No honest SMP would see any reason to object to recording. Those who have objected can only have done so with one objective in mind, and that is to prevent an accurate record of proceedings being made, so their version of events can not be successfully challenged.
We also hear, too frequently, of SMPs who either downright refuse or strongly object to the disabled individual having a friend, supporter, or carer present during the examination/interview. This of course gives rise to justified suspicion that the SMP wishes to place the individual at a disadvantage whilst also ensuring that there is no witness to the proceedings who might later dispute the SMP’s version of what was said and done.
Needless to say, the GMC and other medical professionals’ organisations advise all doctors conducting any professional interaction with individuals to allow a friend, carer or chaperone to be present if the patient so wishes.
And it is the use of the term ‘patient’ which some SMPs think gives them wriggle-room to behave in ways that contravene GMC guidelines. They claim that the individual is not their patient, so the guidelines don’t apply. In thinking this they are sorely mistaken and IODPA advises all its members and any non-members reading this that no SMP can refuse the individual in having a friend, carer, supporter, or even a legal representative present.
It is frankly indicative of their combative mind-set that some SMPs would even dream of trying to refuse or object to the presence of a companion. Due variously to misinformation, lack of information, deficient expertise, even natural inclination, some SMPs see themselves as protectors of their force’s budgets. They are on a mission to seek out every little opportunity to find a reason however flimsy, however inventive, or however fly-in-the-face of the facts it is, to come to a decision which results in a reduction of benefits due.
In a blog published last year https://iodpa.org/2018/07/03/recordingreviews/ we said:
IODPA therefore advocates that anyone who attends a medical interview or examination by a SMP, or any other doctor to whom they have been referred to by a SMP, should not only insist they are accompanied throughout by a friend, but should also make a recording of the entire event, and should do so openly.

**PROBLEMS TO SOLVE**
1. Can you rewrite the paragraph of the text on SMP examinations that begins "And it is the use of the term 'patient'" in a shorter form while keeping its main facts?
2. According to the text on SMP examinations, why does an SMP's refusal to allow a friend, supporter, or carer at the examination give rise to suspicion?
3. Take the text on SMP examinations further, beginning right after its final paragraph.
The data that follows has no connection to the text.

(Items from a dataset)
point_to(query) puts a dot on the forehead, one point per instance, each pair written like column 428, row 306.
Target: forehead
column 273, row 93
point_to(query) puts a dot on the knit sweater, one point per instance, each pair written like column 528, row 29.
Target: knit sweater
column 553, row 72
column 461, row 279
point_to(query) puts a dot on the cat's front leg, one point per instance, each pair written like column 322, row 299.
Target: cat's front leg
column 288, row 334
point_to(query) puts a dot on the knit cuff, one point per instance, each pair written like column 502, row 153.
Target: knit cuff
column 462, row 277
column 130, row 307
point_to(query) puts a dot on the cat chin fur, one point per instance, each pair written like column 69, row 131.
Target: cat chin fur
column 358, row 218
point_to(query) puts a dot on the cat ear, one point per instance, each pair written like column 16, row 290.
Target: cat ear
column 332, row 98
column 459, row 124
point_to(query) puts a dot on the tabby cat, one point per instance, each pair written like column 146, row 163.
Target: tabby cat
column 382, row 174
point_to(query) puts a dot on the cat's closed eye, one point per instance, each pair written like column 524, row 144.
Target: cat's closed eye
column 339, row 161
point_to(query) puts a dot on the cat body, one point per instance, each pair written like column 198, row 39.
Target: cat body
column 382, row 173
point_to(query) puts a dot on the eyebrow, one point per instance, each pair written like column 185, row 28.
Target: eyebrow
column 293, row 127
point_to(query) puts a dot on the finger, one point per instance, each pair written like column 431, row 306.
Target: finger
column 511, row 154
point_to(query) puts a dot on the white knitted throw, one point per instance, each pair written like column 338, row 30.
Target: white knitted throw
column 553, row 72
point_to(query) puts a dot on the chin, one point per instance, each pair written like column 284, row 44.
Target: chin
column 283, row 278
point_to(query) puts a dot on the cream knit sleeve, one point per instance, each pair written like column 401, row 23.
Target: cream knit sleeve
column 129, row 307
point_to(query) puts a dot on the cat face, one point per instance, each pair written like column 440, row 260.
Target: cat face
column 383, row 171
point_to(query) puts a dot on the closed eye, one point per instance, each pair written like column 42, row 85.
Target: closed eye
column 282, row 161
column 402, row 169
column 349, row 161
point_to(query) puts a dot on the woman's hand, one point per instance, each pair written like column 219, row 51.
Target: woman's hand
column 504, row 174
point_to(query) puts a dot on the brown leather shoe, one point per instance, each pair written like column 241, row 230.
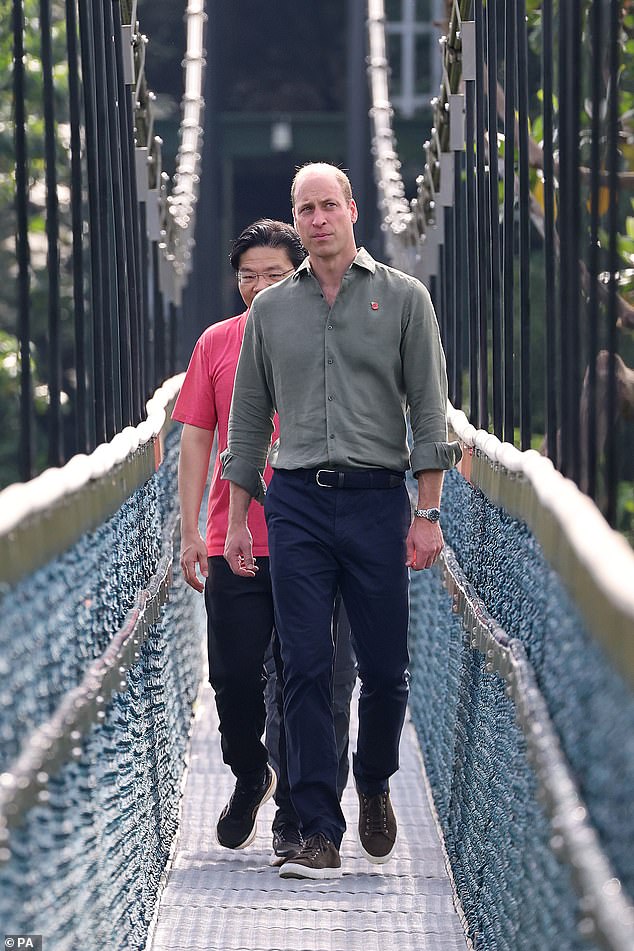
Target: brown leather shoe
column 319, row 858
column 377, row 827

--

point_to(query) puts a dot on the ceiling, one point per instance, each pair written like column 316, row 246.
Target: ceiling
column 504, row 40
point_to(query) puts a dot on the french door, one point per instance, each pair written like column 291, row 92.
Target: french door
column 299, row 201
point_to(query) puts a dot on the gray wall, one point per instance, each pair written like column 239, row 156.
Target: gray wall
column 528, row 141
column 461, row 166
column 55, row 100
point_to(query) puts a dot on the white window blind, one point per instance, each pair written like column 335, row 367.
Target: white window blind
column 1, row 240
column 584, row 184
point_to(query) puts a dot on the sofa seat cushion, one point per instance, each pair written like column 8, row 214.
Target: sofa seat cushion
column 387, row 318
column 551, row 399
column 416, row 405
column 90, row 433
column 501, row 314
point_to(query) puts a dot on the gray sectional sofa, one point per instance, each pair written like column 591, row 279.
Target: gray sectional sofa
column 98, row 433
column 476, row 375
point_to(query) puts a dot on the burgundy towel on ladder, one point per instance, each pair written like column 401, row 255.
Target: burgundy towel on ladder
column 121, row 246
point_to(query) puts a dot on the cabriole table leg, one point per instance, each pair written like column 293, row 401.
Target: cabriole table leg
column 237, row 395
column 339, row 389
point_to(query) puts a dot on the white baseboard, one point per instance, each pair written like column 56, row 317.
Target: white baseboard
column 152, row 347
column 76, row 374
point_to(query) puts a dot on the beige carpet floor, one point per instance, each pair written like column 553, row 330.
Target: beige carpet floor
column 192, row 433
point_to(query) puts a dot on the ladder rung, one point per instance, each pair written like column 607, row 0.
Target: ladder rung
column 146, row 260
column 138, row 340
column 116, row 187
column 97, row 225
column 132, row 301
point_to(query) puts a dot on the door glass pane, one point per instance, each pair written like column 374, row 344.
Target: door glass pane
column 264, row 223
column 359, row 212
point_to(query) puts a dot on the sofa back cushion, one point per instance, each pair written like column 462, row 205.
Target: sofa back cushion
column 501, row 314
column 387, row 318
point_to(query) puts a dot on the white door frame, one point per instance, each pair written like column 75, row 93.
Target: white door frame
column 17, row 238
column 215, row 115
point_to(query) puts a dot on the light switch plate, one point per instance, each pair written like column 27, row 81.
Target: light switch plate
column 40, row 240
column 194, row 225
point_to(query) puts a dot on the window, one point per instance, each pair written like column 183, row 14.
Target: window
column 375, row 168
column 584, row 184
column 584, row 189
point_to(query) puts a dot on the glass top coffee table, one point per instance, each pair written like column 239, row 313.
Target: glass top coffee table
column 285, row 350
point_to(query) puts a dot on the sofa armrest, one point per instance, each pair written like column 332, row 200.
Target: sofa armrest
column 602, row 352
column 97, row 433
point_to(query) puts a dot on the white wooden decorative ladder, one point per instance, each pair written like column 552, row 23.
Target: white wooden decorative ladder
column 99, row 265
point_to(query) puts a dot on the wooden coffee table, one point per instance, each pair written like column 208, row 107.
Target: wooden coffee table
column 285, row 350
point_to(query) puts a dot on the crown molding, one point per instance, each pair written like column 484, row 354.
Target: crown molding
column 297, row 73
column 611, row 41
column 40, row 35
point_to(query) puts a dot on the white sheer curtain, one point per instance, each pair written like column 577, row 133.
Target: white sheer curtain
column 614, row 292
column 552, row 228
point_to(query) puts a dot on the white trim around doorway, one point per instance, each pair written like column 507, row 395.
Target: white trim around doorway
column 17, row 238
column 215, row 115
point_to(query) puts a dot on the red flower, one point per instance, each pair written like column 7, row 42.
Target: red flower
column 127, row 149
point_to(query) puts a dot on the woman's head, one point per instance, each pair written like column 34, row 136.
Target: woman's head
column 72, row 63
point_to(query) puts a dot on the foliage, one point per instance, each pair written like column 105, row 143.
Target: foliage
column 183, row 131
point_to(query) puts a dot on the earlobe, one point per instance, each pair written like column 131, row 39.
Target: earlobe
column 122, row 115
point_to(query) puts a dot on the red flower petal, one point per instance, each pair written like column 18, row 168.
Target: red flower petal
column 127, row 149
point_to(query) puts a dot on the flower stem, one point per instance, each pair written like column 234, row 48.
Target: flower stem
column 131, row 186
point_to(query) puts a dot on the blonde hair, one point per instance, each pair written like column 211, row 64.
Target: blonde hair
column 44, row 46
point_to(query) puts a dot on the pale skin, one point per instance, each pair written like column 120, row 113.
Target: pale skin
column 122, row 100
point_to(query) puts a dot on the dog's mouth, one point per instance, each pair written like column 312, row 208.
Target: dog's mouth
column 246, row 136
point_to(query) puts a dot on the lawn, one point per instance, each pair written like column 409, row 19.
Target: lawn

==

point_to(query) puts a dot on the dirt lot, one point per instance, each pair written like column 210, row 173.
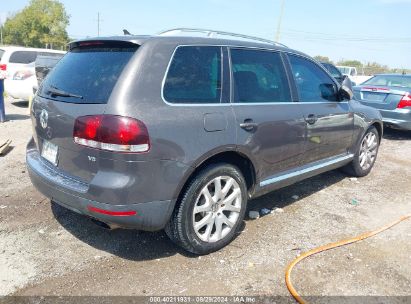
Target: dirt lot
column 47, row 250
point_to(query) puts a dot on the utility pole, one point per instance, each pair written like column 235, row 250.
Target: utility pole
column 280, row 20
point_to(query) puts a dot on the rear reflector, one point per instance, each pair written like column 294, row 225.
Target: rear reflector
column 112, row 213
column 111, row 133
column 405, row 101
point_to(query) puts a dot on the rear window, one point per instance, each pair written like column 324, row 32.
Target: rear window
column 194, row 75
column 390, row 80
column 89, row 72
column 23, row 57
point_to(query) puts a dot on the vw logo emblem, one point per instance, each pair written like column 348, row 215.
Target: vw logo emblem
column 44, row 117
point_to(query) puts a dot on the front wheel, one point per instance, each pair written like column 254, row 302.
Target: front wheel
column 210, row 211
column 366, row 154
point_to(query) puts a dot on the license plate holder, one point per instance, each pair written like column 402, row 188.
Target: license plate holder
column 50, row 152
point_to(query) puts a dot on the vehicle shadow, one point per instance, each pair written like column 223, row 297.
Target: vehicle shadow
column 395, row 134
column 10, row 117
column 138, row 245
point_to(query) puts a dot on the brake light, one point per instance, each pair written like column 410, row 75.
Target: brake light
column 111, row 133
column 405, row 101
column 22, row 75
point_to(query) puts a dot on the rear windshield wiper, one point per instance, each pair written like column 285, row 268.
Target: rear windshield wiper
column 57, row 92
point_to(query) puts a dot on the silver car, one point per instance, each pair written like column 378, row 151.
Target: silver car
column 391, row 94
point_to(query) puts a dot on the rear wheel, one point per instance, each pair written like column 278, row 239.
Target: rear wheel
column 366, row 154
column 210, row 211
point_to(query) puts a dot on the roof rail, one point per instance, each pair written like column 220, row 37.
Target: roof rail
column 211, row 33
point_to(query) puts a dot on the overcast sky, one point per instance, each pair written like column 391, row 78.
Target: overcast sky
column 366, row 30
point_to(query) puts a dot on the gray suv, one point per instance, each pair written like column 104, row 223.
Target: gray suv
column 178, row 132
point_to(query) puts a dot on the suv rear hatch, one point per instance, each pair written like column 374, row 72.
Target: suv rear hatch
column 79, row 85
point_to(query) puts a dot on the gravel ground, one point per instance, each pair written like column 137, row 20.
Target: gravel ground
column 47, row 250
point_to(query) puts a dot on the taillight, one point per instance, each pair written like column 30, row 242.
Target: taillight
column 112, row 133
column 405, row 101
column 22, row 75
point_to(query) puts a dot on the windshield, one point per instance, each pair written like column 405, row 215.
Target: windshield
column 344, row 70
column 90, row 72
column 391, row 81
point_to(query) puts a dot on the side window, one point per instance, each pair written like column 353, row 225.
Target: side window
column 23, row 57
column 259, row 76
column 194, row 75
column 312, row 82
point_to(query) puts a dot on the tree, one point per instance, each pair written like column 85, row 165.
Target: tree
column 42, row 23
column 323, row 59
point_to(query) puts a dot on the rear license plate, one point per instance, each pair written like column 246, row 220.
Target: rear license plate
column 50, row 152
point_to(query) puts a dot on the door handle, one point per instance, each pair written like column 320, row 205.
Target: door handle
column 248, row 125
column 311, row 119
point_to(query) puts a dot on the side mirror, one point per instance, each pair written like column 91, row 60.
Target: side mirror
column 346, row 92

**RESPONSES TO THE TASKS**
1. Some SMPs think the word "patient" lets them get around GMC guidelines. They argue that the individual isn't their patient, so the guidelines don't apply. They are badly mistaken. IODPA advises its members and non-members alike that no SMP can refuse to let the individual have a friend, carer, supporter, or legal representative present.

2. The refusal suggests that the SMP wants to put the disabled individual at a disadvantage. It also suggests the SMP wants to make sure no witness is present who could later dispute the SMP's account of what was said and done.

3.
We advise that the doctor be told the session is being recorded.
If any doctor objects, then the objection should be acknowledged and the doctor told they have no legal power to prevent the recording.
Doctors should have no cause to object, for a recording is as much a protection for them as is it is to the individual.
Recording is lawful because you are only processing your own personal information and are therefore exempt from data protection principles.
The recording remains the property of the individual, who may well find it could be admitted as evidence should they decide to appeal any decision made by the SMP, or if matters go to an industrial tribunal or judicial review. The GMC will also likely accept the recording as evidence in any complaint proceedings against a doctor.
A SMP is supposed to be an independent medical expert whose role is to weigh all the medical evidence lawfully available in a truly disinterested manner. It should not be any concern of the SMP whether any decision they make results in financial advantage or disadvantage to the individual. Their responsibility is to the Regulations, which require them to make a decision, and by clear inference to make that decision free of bias, and with due consideration of all relevant factors, with the exclusion of irrelevant factors.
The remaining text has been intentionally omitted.